*Exercise requirements*: Please rescale the entries starting with the line containing "Where can you spot the bare" and going on through the line containing "(1023, 361)", repeating every line in that range, worded ones included. Multiply each coordinate in the answers by 0.65 and round to whole numbers, with halves going up.

*Extracted entries*:
* * * * *

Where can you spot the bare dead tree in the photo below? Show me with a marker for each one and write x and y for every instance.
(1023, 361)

* * * * *

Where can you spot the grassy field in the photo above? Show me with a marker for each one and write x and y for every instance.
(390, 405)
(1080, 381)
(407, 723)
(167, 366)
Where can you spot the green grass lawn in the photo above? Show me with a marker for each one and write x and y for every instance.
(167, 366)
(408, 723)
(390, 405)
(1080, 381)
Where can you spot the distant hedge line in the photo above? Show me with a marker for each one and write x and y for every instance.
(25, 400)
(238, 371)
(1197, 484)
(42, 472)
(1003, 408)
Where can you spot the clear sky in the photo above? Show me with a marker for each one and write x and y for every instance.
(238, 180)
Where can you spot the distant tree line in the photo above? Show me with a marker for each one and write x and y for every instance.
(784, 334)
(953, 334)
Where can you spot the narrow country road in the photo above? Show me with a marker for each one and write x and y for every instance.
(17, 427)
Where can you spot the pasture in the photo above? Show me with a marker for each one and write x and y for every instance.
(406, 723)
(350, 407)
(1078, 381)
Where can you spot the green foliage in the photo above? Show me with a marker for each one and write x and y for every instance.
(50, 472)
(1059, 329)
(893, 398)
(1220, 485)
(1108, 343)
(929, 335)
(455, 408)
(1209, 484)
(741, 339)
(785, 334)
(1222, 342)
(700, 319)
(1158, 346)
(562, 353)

* * * * *

*In response*:
Where can you spot the bare dead tree in the photo below? Show me with a marker for each one and write x and y for every instance.
(665, 235)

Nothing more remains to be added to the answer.